#### WORK INSTRUCTIONS
- 1) Translate this sentence from the news excerpt about the hospital lawsuits into Spanish: "The cases in the two cities are not tied but have some common themes."
- 2) According to the news excerpt about the hospital lawsuits, during which years did Cincinnati Children's employ Dr. Abubakar Atiq Durrani?
- 3) Continue the news excerpt about the hospital lawsuits from its last sentence.

In January, Omaha Children’s and Azizkhan were named in an Omaha lawsuit. In it, two surgeons allege that when they raised concerns about the competence of a surgeon the hospital employs, their privileges at the hospital were suspended. Both said they eventually were forced to resign.

The cases in the two cities are not tied but have some common themes. Those include questions regarding surgeon competence, patient safety and administrative oversight. There are also questions about the role finances played in administrators’ decision-making.

Omaha Children’s officials told The World-Herald that the hospital does not comment on litigation, including litigation related to other institutions. But in an internal hospital message obtained by The World-Herald, Azizkhan wrote that it’s common for hospital administrators to be included in litigation, even when they’ve had no involvement in a patient’s care.

“This is usually done to exert pressure to settle or to increase a plaintiff’s opportunity for a monetary settlement — and that can lead to sensational headlines,” he wrote to staff at Omaha Children’s. “While it would be inappropriate for me to speak to specifics of that ongoing litigation, I can say this: patient safety has always been and remains my highest priority.”

Azizkhan’s attorney in Omaha, Michael Coyle, said in a statement that Azizkhan and two other physician administrators were named in November 2018, “suddenly” and “without prior notice,” as additional defendants in lawsuits that had long been pending in state and federal courts in Ohio. Motions to dismiss the suits and recent alleged claims against Azizkhan are awaiting rulings from Ohio courts.

“Dr. Azizkhan remains singularly focused on doing what is best for children and families,” Coyle said in the statement.

The Cincinnati cases, which continue to develop, and the Omaha suit, which is in early stages, include some twists and turns.

In Cincinnati, the lawsuits revolve around Dr. Abubakar Atiq Durrani, who was employed by Cincinnati Children’s from 2005 to 2008.

#### DATA
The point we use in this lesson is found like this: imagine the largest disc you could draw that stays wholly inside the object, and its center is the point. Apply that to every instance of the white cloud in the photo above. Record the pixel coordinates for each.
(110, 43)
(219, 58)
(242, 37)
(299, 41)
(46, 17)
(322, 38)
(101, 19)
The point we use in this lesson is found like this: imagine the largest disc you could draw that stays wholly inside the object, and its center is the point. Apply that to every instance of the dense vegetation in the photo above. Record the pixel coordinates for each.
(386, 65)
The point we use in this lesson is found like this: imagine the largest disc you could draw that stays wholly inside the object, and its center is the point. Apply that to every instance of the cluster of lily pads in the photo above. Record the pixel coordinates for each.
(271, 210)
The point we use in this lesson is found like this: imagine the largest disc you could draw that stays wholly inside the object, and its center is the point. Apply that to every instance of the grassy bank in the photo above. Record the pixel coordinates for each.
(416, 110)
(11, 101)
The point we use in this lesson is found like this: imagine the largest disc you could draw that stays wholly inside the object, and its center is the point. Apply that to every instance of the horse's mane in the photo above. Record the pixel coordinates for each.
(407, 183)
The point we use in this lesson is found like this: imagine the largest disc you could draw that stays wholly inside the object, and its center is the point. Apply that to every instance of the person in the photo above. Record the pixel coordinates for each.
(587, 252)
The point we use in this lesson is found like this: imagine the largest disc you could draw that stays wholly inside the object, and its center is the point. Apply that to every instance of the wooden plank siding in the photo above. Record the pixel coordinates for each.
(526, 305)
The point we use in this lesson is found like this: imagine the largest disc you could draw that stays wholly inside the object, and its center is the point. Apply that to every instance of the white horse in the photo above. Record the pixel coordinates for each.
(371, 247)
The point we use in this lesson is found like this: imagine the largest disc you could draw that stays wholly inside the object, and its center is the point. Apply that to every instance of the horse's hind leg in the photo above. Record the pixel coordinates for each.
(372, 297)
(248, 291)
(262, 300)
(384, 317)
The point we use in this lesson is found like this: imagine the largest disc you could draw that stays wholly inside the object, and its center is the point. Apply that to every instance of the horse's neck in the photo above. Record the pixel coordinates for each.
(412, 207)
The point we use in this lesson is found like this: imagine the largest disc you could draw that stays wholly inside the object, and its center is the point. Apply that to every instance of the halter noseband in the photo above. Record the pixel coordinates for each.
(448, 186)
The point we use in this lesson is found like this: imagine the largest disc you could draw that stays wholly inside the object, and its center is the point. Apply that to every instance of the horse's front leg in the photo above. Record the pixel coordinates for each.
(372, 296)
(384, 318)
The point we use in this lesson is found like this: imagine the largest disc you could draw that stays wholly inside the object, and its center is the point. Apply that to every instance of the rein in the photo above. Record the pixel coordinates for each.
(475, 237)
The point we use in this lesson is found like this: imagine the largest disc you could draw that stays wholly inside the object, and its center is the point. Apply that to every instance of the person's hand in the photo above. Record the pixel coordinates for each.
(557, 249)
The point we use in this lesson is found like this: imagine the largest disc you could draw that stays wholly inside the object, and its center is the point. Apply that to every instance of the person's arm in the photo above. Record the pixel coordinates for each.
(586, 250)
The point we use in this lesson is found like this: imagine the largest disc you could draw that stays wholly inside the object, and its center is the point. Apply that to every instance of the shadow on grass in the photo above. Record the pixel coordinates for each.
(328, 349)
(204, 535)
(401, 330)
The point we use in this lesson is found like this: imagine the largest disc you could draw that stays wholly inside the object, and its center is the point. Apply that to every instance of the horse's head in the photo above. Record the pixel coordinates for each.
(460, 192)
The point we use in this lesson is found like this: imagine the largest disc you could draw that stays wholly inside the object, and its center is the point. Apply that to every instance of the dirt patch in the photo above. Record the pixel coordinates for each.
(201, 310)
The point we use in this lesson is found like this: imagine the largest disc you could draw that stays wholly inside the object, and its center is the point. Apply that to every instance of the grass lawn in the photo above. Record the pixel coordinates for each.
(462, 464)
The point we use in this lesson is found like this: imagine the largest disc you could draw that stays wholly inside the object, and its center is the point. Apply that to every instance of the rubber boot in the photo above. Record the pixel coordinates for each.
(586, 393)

#### RESPONSES TO THE TASKS
- 1) Los casos en las dos ciudades no están vinculados, pero tienen algunos temas en común.

- 2) From 2005 to 2008.

- 3)
Among the allegations against Durrani, who started his own clinic and practiced at other Cincinnati hospitals after he left Children’s, are that he:

» Told patients that their cases were urgent and that grave injury could result without surgery. Specifically, he told some with neck problems they could suffer paralysis or “the head would fall off” if in a car accident.

» Made false assertions in operation reports about diagnoses and what was done.

» Left patients in worse shape because of unnecessary surgeries.

» Misrepresented the nature of problems when complications arose.

» Defrauded Medicare and Medicaid.

Questions also have been raised in court filings about whether Durrani had actually graduated from medical school; he lists graduating from two Pakistani medical schools in separate documents.

Paul Vollman, a Cincinnati defense attorney for Durrani, said he was under a gag order from a judge and couldn’t discuss the matter. He also said he didn’t know how to contact Durrani.

Three Cincinnati medical institutions where the spine surgeon worked declined to comment on the lawsuits.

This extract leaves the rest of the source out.